Data entries:
----------

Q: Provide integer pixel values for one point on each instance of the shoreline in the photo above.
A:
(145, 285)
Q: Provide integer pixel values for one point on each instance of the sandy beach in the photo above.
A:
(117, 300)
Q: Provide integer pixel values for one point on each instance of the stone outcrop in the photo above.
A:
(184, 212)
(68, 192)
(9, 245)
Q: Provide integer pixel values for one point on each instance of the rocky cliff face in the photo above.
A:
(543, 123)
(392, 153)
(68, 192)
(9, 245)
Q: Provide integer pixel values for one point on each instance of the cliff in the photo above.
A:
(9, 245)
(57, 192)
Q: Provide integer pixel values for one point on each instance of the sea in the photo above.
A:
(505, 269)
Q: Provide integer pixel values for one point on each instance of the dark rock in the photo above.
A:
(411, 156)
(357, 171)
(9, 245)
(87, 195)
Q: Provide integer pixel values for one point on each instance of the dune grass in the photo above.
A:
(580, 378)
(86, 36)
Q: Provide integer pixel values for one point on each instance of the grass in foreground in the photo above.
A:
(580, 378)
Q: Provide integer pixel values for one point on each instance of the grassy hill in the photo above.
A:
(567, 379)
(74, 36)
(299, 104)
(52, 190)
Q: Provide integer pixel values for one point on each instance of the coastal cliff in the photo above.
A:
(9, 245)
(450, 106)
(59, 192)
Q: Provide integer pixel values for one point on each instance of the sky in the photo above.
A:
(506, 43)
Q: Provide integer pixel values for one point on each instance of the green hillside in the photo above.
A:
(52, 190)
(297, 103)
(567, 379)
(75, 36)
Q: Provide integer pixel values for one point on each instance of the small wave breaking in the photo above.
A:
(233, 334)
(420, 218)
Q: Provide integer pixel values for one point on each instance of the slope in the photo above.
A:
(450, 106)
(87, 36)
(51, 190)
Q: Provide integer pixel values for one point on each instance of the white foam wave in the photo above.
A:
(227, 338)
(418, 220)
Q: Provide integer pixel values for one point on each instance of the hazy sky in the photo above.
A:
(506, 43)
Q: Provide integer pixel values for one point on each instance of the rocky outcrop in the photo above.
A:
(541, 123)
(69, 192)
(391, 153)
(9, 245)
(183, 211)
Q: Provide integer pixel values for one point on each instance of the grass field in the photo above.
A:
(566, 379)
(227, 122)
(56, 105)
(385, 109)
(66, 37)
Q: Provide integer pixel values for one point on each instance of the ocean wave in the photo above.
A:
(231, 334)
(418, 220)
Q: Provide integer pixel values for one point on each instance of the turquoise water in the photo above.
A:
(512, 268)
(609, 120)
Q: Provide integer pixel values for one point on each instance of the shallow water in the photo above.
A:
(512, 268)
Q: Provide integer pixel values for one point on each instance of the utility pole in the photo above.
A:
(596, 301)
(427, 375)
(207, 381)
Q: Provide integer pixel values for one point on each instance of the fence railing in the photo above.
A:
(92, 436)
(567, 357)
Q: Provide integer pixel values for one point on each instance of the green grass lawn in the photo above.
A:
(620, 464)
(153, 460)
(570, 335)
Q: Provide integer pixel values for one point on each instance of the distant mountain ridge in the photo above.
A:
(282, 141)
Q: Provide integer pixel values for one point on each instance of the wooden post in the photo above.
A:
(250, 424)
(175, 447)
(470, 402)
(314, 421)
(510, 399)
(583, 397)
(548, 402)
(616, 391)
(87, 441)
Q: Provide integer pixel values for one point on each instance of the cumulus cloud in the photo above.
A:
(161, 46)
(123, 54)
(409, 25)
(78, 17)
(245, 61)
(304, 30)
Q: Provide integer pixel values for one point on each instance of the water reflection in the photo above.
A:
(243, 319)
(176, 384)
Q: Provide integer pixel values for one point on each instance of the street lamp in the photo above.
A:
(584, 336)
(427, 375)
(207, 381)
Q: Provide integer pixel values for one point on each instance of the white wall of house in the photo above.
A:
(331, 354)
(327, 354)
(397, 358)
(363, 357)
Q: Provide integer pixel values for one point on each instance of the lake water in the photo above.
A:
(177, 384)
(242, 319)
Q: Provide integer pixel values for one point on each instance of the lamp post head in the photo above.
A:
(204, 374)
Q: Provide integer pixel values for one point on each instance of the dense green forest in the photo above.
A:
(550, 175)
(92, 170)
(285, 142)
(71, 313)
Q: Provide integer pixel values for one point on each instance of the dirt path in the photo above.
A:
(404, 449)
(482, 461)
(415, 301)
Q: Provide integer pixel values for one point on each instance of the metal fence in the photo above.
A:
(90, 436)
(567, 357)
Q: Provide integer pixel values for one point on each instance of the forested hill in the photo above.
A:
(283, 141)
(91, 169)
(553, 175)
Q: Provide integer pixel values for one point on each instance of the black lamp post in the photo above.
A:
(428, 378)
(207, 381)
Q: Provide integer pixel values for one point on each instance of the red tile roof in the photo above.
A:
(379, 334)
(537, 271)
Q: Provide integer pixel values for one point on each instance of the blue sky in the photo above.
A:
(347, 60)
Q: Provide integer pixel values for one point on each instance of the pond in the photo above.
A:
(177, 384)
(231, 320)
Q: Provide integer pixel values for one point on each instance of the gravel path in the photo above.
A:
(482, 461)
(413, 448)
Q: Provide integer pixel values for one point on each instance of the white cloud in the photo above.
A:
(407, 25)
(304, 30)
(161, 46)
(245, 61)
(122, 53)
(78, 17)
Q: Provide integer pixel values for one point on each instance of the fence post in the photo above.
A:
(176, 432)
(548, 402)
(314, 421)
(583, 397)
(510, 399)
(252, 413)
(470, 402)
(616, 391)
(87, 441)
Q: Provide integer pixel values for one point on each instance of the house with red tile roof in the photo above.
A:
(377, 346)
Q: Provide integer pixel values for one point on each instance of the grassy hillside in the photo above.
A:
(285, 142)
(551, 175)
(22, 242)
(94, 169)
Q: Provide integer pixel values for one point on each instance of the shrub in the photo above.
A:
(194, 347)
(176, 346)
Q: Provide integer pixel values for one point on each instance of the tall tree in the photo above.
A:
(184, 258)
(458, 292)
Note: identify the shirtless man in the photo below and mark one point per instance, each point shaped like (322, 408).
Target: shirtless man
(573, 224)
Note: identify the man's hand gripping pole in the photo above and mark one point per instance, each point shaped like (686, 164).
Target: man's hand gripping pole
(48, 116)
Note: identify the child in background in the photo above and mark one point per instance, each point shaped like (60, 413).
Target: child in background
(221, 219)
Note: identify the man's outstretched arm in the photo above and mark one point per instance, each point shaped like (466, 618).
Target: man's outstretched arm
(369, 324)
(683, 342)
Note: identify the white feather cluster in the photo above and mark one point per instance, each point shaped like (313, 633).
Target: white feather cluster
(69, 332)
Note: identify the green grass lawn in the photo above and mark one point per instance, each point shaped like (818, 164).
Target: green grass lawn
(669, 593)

----------

▶ [Task to complete]: Quote the entire listing above exactly.

▶ [Response]:
Q: Provide integer pixel values for one point on each instance of the shoreline in the photo above.
A:
(145, 285)
Q: Provide integer pixel values for one point on each instance of the sandy beach in the photo above.
A:
(117, 300)
Q: Provide integer pixel values for one point on each instance of the stone outcrop in the photo above.
A:
(184, 212)
(68, 192)
(9, 245)
Q: Provide integer pixel values for one point on each instance of the rocky cliff face in the photo above.
A:
(543, 123)
(392, 153)
(68, 192)
(9, 245)
Q: Provide integer pixel values for one point on each instance of the cliff in the photo above.
A:
(9, 245)
(57, 192)
Q: Provide integer pixel values for one point on each instance of the sea in the photo above.
A:
(505, 269)
Q: Provide integer pixel values for one point on each instance of the dark rock in the photo above.
A:
(411, 156)
(357, 171)
(9, 245)
(87, 195)
Q: Provide integer pixel values for one point on each instance of the dune grass in the photo above.
A:
(580, 378)
(86, 36)
Q: Provide integer pixel values for one point on each instance of the grass in foreground in the photo above.
A:
(580, 378)
Q: Provide integer pixel values for one point on each instance of the grassy hill in the photo above.
A:
(567, 379)
(74, 36)
(299, 104)
(52, 190)
Q: Provide integer pixel values for one point on each instance of the coastal cliff in the photo above.
A:
(9, 245)
(450, 106)
(59, 192)
Q: Provide integer pixel values for one point on each instance of the sky in the photo above.
A:
(506, 43)
Q: Provide integer pixel values for one point on each instance of the green hillside in the photo above.
A:
(52, 190)
(297, 103)
(567, 379)
(75, 36)
Q: Provide integer pixel values for one point on each instance of the small wave breaking in the photo above.
A:
(233, 334)
(420, 218)
Q: Provide integer pixel values for one point on each instance of the slope in the photo above.
A:
(450, 106)
(87, 36)
(51, 190)
Q: Provide integer pixel values for one point on each instance of the white foam wave in the photo above.
A:
(227, 338)
(418, 220)
Q: Provide integer pixel values for one point on each instance of the hazy sky in the photo above.
A:
(506, 43)
Q: Provide integer pixel values for one point on each instance of the rocky outcrop in the photo above.
A:
(541, 123)
(69, 192)
(391, 153)
(9, 245)
(183, 211)
Q: Provide integer pixel values for one point on each instance of the grass field in the photo above.
A:
(566, 379)
(227, 122)
(56, 105)
(385, 109)
(66, 37)
Q: Provide integer pixel values for one point on each instance of the ocean wave in the photo above.
A:
(231, 334)
(418, 220)
Q: Provide integer pixel values for one point on each instance of the turquoise water in the photo above.
A:
(512, 268)
(609, 120)
Q: Provide integer pixel values for one point on each instance of the shallow water in the photo above.
A:
(512, 268)
Q: Provide integer pixel values for one point on each instance of the utility pole in the photo above.
A:
(596, 301)
(427, 375)
(207, 381)
Q: Provide integer pixel values for one point on each instance of the fence railing in the photo above.
A:
(92, 436)
(567, 357)
Q: Provide integer pixel values for one point on each instance of the green grass lawn in the photo above.
A:
(620, 464)
(153, 460)
(570, 335)
Q: Provide integer pixel values for one point on each instance of the distant mountain ridge in the photo above.
A:
(282, 141)
Q: Provide integer pixel values for one point on each instance of the wooden post in the photo above.
A:
(250, 424)
(175, 447)
(470, 402)
(314, 421)
(510, 399)
(583, 397)
(548, 402)
(616, 391)
(87, 441)
Q: Provide integer pixel values for one point on each instance of the cumulus cloud in the photo above.
A:
(161, 46)
(123, 54)
(409, 25)
(78, 17)
(245, 61)
(304, 30)
Q: Provide integer pixel values for one point on each instance of the water reflection in the photo above.
A:
(243, 319)
(176, 384)
Q: Provide integer pixel values for one point on each instance of the street lamp in the photo above.
A:
(584, 336)
(427, 375)
(207, 381)
Q: Provide integer pixel values for one point on each instance of the white wall of house in the photo above.
A:
(331, 354)
(327, 354)
(397, 358)
(363, 357)
Q: Provide integer pixel values for one point on each instance of the lake water in the photo above.
A:
(177, 384)
(242, 319)
Q: Provide integer pixel values for one point on each instance of the lamp post head in the photo above.
A:
(204, 374)
Q: Provide integer pixel values for one point on each instance of the dense green forest in the photo above.
A:
(550, 175)
(92, 170)
(285, 142)
(71, 313)
Q: Provide integer pixel values for one point on each instance of the dirt path in the photo above.
A:
(404, 449)
(482, 461)
(415, 301)
Q: Provide integer pixel values for one point on each instance of the metal fence in the photo above.
A:
(90, 436)
(567, 357)
Q: Provide integer pixel values for one point on each instance of the forested hill in the photo above.
A:
(283, 141)
(91, 169)
(553, 175)
Q: Provide integer pixel values for one point on each instance of the black lamp post in the photo above.
A:
(428, 378)
(207, 381)
Q: Provide integer pixel values for one point on each instance of the red tile roof in the photo above.
A:
(379, 334)
(537, 271)
Q: Provide integer pixel values for one point on each instance of the blue sky in the photo above.
A:
(347, 60)
Q: Provide integer pixel values for one point on each instance of the pond in the photo above.
A:
(177, 384)
(231, 320)
Q: Provide integer pixel values for one point on each instance of the gravel path in the photo above.
A:
(482, 461)
(413, 448)
Q: Provide integer pixel values for one point on each instance of the white cloud in the photo above.
A:
(407, 25)
(304, 30)
(161, 46)
(245, 61)
(122, 53)
(78, 17)
Q: Provide integer pixel values for one point on each instance of the fence post in the photo above.
A:
(176, 432)
(548, 402)
(314, 421)
(583, 397)
(510, 399)
(252, 413)
(470, 402)
(616, 391)
(87, 441)
Q: Provide integer pixel values for one point on each instance of the house with red tile roof in the photo above.
A:
(377, 346)
Q: Provide integer pixel values for one point on each instance of the grassy hillside in the photo above.
A:
(285, 142)
(551, 175)
(22, 242)
(94, 169)
Q: Provide integer pixel values for one point on each instance of the shrub in the photo above.
A:
(194, 347)
(176, 346)
Q: Provide integer pixel values for one point on each instance of the tall tree in the photo above.
A:
(184, 258)
(458, 292)
Note: identify the shirtless man in the photo below and mark one point per instance, each point shaped like (322, 408).
Target: shirtless man
(573, 224)
Note: identify the man's hand gripping pole in the photo above and mark one point per instance, each point shaped like (686, 164).
Target: man's hand gripping pole
(48, 116)
Note: identify the child in background in the photo above and mark one point per instance, each point shaped like (60, 413).
Target: child in background
(221, 219)
Note: identify the man's outstretched arm in the photo above and mark one point per instance, each point shaped like (466, 618).
Target: man's outstretched arm
(369, 324)
(683, 342)
Note: identify the white feather cluster in the photo above and mark one point per instance, each point shaped like (313, 633).
Target: white feather cluster
(69, 332)
Note: identify the green grass lawn in the photo above and mark one point per instance, each point shaped like (818, 164).
Target: green grass lawn
(669, 593)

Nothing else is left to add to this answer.